Exercise brief — Convert every line of the entries below into a numbered list, leaving out the blank lines.

Segmentation data:
------------------------------------------------------------

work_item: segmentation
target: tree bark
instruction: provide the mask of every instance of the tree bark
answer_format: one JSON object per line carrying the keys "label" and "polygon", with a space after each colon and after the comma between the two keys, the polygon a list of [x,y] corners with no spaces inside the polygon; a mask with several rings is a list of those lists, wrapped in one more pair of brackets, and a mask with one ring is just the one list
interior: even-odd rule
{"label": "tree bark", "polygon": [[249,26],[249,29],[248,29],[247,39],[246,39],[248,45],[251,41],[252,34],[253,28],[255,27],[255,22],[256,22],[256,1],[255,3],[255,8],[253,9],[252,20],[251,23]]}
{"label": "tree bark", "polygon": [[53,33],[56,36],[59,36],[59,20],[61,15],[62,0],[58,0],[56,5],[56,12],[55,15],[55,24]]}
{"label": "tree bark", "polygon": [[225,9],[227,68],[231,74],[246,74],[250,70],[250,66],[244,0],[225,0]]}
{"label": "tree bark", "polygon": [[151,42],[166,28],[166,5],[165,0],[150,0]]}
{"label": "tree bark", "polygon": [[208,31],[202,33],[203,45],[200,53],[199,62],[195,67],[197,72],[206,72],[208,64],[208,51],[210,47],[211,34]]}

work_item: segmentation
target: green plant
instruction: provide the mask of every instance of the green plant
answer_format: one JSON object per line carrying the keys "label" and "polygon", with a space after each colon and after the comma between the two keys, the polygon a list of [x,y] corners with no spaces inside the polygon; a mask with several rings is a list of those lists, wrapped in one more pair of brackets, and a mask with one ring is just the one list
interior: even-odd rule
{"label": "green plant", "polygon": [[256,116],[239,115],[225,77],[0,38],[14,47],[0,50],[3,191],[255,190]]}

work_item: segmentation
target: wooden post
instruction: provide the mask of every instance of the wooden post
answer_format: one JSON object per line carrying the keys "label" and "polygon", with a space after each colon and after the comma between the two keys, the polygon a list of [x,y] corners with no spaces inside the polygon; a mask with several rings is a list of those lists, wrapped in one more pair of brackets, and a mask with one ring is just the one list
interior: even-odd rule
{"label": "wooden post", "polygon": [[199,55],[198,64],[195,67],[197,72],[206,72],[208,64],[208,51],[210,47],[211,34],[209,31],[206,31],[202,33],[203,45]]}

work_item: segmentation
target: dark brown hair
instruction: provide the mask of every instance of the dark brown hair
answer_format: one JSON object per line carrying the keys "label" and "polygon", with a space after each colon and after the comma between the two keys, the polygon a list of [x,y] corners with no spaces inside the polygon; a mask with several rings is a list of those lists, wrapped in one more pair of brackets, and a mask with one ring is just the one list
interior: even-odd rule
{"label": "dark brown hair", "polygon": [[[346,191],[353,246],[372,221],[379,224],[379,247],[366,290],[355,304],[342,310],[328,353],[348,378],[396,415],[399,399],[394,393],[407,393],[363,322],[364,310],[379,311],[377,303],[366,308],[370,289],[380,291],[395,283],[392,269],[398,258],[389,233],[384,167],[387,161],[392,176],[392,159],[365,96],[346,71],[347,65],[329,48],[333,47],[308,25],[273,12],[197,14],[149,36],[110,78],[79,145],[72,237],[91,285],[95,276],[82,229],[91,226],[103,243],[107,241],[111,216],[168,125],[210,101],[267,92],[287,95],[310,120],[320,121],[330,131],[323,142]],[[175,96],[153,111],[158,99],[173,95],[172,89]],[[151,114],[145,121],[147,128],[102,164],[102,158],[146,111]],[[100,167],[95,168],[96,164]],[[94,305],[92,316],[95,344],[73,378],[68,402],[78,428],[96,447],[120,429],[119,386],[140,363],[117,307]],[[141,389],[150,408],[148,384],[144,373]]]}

------------------------------------------------------------

Final result —
1. work_item: segmentation
2. target: tree bark
3. instruction: provide the mask of every instance of the tree bark
4. answer_format: one JSON object per line carrying the keys "label" and "polygon", with a space after each colon and after the comma between the two keys, the polygon a list of [x,y] corners with no spaces inside the polygon; a mask with several rings is a list of those lists, wrapped in one more pair of brackets, and a mask with one ring is just the one list
5. interior: even-odd rule
6. {"label": "tree bark", "polygon": [[249,26],[249,29],[248,29],[247,39],[246,39],[248,45],[251,41],[252,34],[253,28],[255,27],[255,22],[256,22],[256,1],[255,3],[255,8],[253,9],[252,20],[251,23]]}
7. {"label": "tree bark", "polygon": [[53,33],[56,36],[59,36],[59,20],[61,15],[62,0],[58,0],[56,5],[56,12],[55,15],[55,24]]}
8. {"label": "tree bark", "polygon": [[225,9],[227,68],[231,74],[246,74],[250,70],[250,66],[244,0],[225,0]]}
9. {"label": "tree bark", "polygon": [[151,42],[166,28],[166,5],[165,0],[150,0]]}
10. {"label": "tree bark", "polygon": [[208,31],[202,33],[203,45],[200,53],[199,62],[195,67],[197,72],[206,72],[208,64],[208,51],[210,47],[211,34]]}
11. work_item: segmentation
12. target: green plant
13. instruction: provide the mask of every instance of the green plant
14. answer_format: one JSON object per line carrying the keys "label" and "polygon", with a space after each colon and after the comma between the two keys, the polygon a list of [x,y] corners with no spaces inside the polygon; a mask with several rings is a list of those lists, wrapped in one more pair of brackets, and a mask with one ring is just the one list
15. interior: even-odd rule
16. {"label": "green plant", "polygon": [[256,116],[239,115],[225,77],[0,38],[14,47],[0,50],[3,191],[255,190]]}
17. work_item: segmentation
18. target: wooden post
19. instruction: provide the mask of every instance of the wooden post
20. answer_format: one JSON object per line carrying the keys "label" and "polygon", with a space after each colon and after the comma between the two keys, the polygon a list of [x,y] corners with no spaces inside the polygon; a mask with several rings is a list of those lists, wrapped in one more pair of brackets, and a mask with one ring is just the one list
21. interior: even-odd rule
22. {"label": "wooden post", "polygon": [[199,55],[198,64],[195,67],[197,72],[206,72],[208,64],[208,51],[210,47],[211,34],[209,31],[206,31],[202,33],[203,45]]}
23. work_item: segmentation
24. target: dark brown hair
25. instruction: provide the mask of every instance of the dark brown hair
26. answer_format: one JSON object per line carrying the keys "label" and "polygon", with a space after each colon and after the comma between the two keys, the polygon a list of [x,y] corners with no spaces inside the polygon; a mask with several rings is a list of those lists, wrapped in one more pair of brackets, and a mask with one ring is just the one list
27. interior: even-odd rule
28. {"label": "dark brown hair", "polygon": [[[346,191],[353,246],[372,221],[379,224],[379,247],[366,290],[355,304],[342,310],[328,353],[348,378],[396,415],[399,399],[394,393],[407,393],[363,322],[364,310],[379,311],[377,303],[366,308],[370,289],[380,291],[395,283],[392,269],[398,258],[389,233],[384,167],[387,161],[392,176],[392,159],[365,96],[346,71],[347,65],[329,48],[333,47],[308,25],[273,12],[197,14],[149,36],[110,78],[79,145],[72,237],[91,285],[95,276],[82,229],[91,226],[103,243],[107,241],[111,216],[168,125],[210,101],[267,92],[287,95],[310,120],[320,121],[330,131],[323,142]],[[175,96],[153,111],[158,99],[173,95],[172,89]],[[151,114],[145,121],[147,128],[102,164],[102,158],[146,111]],[[100,167],[95,168],[96,164]],[[94,305],[92,316],[95,344],[73,378],[68,402],[78,428],[96,447],[120,429],[119,386],[140,363],[117,307]],[[141,389],[150,408],[148,384],[144,373]]]}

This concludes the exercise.